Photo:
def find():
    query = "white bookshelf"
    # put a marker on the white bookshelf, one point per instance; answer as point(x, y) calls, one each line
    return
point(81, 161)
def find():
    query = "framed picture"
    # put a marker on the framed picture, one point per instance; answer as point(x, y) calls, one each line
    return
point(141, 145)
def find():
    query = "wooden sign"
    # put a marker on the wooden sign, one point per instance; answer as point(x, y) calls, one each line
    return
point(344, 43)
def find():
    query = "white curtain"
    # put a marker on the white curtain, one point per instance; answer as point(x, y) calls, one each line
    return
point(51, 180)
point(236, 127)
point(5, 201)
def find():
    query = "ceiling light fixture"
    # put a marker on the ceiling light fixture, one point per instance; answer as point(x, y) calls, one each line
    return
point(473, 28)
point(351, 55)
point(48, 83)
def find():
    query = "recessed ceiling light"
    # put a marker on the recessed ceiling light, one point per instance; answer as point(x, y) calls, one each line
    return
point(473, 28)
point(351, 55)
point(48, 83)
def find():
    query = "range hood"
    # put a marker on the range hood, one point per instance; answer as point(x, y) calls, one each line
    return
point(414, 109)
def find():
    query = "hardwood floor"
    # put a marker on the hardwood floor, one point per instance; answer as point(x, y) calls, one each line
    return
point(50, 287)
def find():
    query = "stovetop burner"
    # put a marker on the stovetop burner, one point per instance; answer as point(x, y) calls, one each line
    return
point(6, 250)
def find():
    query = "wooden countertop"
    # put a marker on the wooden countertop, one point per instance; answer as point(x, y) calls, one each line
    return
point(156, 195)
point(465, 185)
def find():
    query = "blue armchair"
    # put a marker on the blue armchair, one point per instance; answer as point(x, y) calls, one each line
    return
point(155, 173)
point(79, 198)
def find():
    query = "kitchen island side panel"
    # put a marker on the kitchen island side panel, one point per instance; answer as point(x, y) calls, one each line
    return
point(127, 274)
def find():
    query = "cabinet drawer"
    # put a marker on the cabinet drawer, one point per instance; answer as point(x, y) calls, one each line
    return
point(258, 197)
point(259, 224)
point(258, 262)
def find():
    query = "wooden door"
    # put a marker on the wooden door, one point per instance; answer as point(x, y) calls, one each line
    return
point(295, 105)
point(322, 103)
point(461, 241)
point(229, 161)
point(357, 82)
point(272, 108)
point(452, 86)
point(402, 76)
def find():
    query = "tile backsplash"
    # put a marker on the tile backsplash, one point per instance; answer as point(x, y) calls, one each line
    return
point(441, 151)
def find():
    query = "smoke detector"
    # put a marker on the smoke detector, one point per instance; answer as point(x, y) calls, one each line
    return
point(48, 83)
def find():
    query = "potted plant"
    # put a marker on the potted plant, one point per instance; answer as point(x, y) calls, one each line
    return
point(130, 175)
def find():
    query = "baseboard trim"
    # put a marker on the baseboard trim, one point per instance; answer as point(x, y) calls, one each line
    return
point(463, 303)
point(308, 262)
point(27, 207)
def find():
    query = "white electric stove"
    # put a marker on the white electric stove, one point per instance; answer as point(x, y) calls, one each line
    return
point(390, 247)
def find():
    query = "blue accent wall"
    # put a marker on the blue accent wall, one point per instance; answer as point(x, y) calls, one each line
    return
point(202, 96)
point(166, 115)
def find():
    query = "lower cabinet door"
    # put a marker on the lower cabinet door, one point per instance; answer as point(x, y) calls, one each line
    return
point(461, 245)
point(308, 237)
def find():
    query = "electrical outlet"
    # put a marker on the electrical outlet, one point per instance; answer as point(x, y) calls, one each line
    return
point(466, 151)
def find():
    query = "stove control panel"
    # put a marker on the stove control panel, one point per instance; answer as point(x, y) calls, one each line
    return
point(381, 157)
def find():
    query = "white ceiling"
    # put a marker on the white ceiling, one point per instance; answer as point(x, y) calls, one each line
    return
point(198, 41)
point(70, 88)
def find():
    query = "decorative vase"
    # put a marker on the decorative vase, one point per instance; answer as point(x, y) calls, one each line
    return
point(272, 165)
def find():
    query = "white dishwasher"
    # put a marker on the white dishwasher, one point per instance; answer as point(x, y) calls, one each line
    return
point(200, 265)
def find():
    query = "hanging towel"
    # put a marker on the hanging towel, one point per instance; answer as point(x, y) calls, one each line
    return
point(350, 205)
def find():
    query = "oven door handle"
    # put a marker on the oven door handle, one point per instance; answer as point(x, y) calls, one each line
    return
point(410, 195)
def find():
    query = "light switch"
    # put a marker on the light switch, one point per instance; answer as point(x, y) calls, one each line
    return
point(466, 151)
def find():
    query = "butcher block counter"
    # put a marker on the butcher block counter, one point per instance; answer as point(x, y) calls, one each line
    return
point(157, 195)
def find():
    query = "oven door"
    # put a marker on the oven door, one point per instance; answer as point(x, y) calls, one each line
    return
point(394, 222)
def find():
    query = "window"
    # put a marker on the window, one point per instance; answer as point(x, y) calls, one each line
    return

▶ What is asked: Would you reproduce all the entries exactly?

▶ Output below:
Photo:
def find():
    query = "white bookshelf"
    # put a marker on the white bookshelf, one point per instance; answer as point(x, y) calls, one each line
    return
point(81, 161)
def find():
    query = "framed picture"
    # put a marker on the framed picture, one point per instance; answer as point(x, y) calls, one each line
    return
point(141, 145)
def find():
    query = "wooden sign"
    # put a marker on the wooden sign, one point per instance; answer as point(x, y) calls, one each line
    return
point(344, 43)
def find():
    query = "white curtain"
    # put a marker on the white curtain, one point per instance; answer as point(x, y) calls, one each line
    return
point(51, 180)
point(236, 127)
point(5, 201)
def find():
    query = "ceiling light fixture"
    # put a marker on the ceiling light fixture, one point per instance; answer as point(x, y) calls, one each line
    return
point(473, 28)
point(351, 55)
point(48, 83)
def find():
    query = "recessed ceiling light"
    # put a marker on the recessed ceiling light, one point per instance; answer as point(x, y) calls, one each line
    return
point(473, 28)
point(351, 55)
point(48, 83)
def find():
    query = "range hood"
    # put a marker on the range hood, one point per instance; answer as point(x, y) calls, one each line
    return
point(414, 109)
def find():
    query = "hardwood floor"
    # put a marker on the hardwood floor, one point per instance; answer as point(x, y) calls, one each line
    return
point(50, 287)
def find():
    query = "stovetop burner"
    # put a marker on the stovetop burner, one point per instance; answer as point(x, y) calls, one each line
    return
point(6, 250)
def find():
    query = "wooden countertop"
    # put a marker on the wooden countertop, one point per instance; answer as point(x, y) calls, one each line
    return
point(156, 195)
point(465, 185)
def find():
    query = "blue armchair"
    # put a marker on the blue armchair, one point per instance; answer as point(x, y) calls, one each line
    return
point(155, 173)
point(79, 198)
def find():
    query = "kitchen island side panel"
    # put a marker on the kitchen island side panel, one point per instance; answer as point(x, y) calls, one each line
    return
point(127, 274)
def find():
    query = "cabinet drawer"
    # put a marker on the cabinet drawer, one point per instance; answer as point(x, y) calls, one each line
    return
point(258, 197)
point(259, 224)
point(258, 262)
def find():
    query = "wooden door"
    # put a marker on the wooden door, one point per instance; answer as point(x, y) calls, one each line
    return
point(295, 105)
point(322, 103)
point(461, 241)
point(229, 161)
point(357, 82)
point(272, 108)
point(452, 86)
point(402, 76)
def find():
    query = "tile backsplash"
    # put a marker on the tile backsplash, one point per instance; answer as point(x, y) calls, one each line
    return
point(441, 151)
def find():
    query = "smoke detector"
    # put a marker on the smoke detector, one point per instance; answer as point(x, y) calls, one each line
    return
point(48, 83)
def find():
    query = "potted plant"
    # put a marker on the potted plant, one point per instance; answer as point(x, y) calls, one each line
    return
point(130, 175)
def find():
    query = "baseboard trim"
    # put a marker on the baseboard trim, one point per instance; answer as point(x, y) calls, one each line
    return
point(463, 303)
point(308, 262)
point(27, 207)
def find():
    query = "white electric stove"
    # put a marker on the white electric stove, one point per instance; answer as point(x, y) calls, one each line
    return
point(390, 247)
def find():
    query = "blue accent wall"
    # put a marker on the blue accent wall, one point per instance; answer as point(x, y) calls, one each line
    return
point(202, 96)
point(166, 115)
def find():
    query = "lower cabinet door"
    # put a marker on the lower cabinet door, one point per instance; answer as point(x, y) calls, one each line
    return
point(461, 245)
point(308, 237)
def find():
    query = "electrical outlet"
    # put a marker on the electrical outlet, one point per instance; answer as point(x, y) calls, one each line
    return
point(466, 151)
def find():
    query = "stove control panel"
    # put a marker on the stove control panel, one point per instance; answer as point(x, y) calls, one each line
    return
point(381, 157)
def find():
    query = "white ceiling"
    # put a marker on the white ceiling, one point per instance; answer as point(x, y) calls, one each line
    return
point(198, 41)
point(70, 88)
def find():
    query = "decorative vase"
    # put a marker on the decorative vase, one point per instance; answer as point(x, y) calls, one each line
    return
point(272, 165)
def find():
    query = "white dishwasher"
    # put a marker on the white dishwasher, one point per instance; answer as point(x, y) calls, one each line
    return
point(200, 265)
def find():
    query = "hanging towel"
    # put a marker on the hanging towel, one point per instance; answer as point(x, y) calls, one each line
    return
point(350, 205)
def find():
    query = "oven door handle"
    # put a marker on the oven door handle, one point per instance; answer as point(x, y) calls, one each line
    return
point(410, 195)
def find():
    query = "light switch"
    # put a marker on the light switch, one point per instance; answer as point(x, y) calls, one each line
    return
point(466, 151)
def find():
    query = "butcher block counter"
    # put a marker on the butcher block counter, one point per instance; answer as point(x, y) calls, one each line
    return
point(157, 195)
def find():
    query = "oven door"
    # put a marker on the oven door, one point per instance; answer as point(x, y) calls, one each line
    return
point(394, 222)
def find():
    query = "window"
    # put a marker on the window, one point per instance; answer as point(x, y) calls, one each line
    return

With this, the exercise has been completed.